**How to complete this task**
Below are some records; each one is to be set down again exactly.

**Dataset extract**
- - -
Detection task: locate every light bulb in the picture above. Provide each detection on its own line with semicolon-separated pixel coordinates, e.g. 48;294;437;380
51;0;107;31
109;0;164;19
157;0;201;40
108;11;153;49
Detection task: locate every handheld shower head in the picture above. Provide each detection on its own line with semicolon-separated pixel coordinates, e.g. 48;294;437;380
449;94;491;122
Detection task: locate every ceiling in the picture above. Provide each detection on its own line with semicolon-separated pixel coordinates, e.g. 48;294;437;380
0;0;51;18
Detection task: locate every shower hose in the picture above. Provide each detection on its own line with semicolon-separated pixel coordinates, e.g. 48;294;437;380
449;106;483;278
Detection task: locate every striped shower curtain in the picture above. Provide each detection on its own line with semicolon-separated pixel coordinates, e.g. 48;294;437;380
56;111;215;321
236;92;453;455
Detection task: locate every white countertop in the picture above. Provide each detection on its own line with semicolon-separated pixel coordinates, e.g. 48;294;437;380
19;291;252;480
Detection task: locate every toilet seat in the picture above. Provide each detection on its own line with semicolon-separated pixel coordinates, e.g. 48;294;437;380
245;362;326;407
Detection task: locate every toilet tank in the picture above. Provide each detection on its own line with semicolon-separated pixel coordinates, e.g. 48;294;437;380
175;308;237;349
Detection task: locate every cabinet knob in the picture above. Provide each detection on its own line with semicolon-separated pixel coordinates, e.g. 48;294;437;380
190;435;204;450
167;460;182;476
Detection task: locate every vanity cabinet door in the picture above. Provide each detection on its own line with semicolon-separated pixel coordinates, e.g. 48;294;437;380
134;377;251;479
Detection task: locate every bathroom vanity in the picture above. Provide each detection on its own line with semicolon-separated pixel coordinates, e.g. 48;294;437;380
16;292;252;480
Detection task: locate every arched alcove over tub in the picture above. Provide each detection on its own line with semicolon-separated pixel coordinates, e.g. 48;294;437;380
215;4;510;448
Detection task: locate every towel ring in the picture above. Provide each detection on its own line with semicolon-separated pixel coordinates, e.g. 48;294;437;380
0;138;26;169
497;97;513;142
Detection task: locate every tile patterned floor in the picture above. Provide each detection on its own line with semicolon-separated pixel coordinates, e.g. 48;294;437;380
- - -
**Solved problem**
Detection task: locate every light bulb in the picture above. Provide each detection on its own line with semicolon-separated pixel coordinates, e.g. 48;294;437;380
51;0;107;31
109;0;164;19
157;0;201;40
108;11;153;49
Detection task: locate every handheld shower head in the picture above. Provide each detection on its own line with semicolon-separated pixel coordinates, e.g. 48;294;437;380
449;94;491;122
Detection task: locate every ceiling in the picture above. Provide each detection on its own line with semicolon-separated pixel coordinates, e.g. 48;294;437;380
0;0;51;18
Detection task: locate every shower hose in the picture above. Provide each detection on its own line with semicolon-separated pixel coordinates, e.g. 48;294;437;380
449;106;483;278
Detection task: locate every striped shower curtain in the picture above. Provide each detection on its own line with semicolon-separated pixel coordinates, e.g. 48;294;437;380
56;111;215;321
236;92;453;455
Detection task: locate every white countertop in the picture above. Provide each detection on its own line with semicolon-separated pixel coordinates, e.g. 48;294;437;380
19;291;252;480
Detection task: locate every toilet seat in the picture above. Provide each detection on its own line with semicolon-separated pixel coordinates, e.g. 48;294;437;380
245;362;326;407
Detection task: locate every toilet tank in the picture above. Provide each detection on its own line with semicolon-separated pixel coordinates, e.g. 48;294;437;380
175;308;237;349
Detection task: locate every cabinet knob in the picture above. Provide each detection on its own line with semicolon-separated pixel coordinates, e.g. 48;294;437;380
190;435;204;450
167;460;182;476
Detection task: locate every vanity cabinet door in the picture above. Provide each detection on its own line with semicolon-separated pixel coordinates, e.g. 48;294;437;380
134;377;251;479
Detection task: locate every bathroom vanity in the picture above. Provide each detection on its own line with semicolon-separated pixel coordinates, e.g. 48;294;437;380
16;292;252;480
Detection task: locate every arched alcove over tub in the picture above. Provide each detection on its own line with semicolon-separated pixel coordinates, e.g. 48;294;437;380
215;4;510;448
Detection task: locate every towel ring in the picture above. Provide each detection on its own line with semicolon-separated pixel coordinates, e.g. 48;294;437;380
0;138;26;169
497;97;513;142
Detection task: locate every tile patterned floor in the picture above. Provide each detection on its own line with semicolon-separated pixel coordinates, e.g. 48;294;437;380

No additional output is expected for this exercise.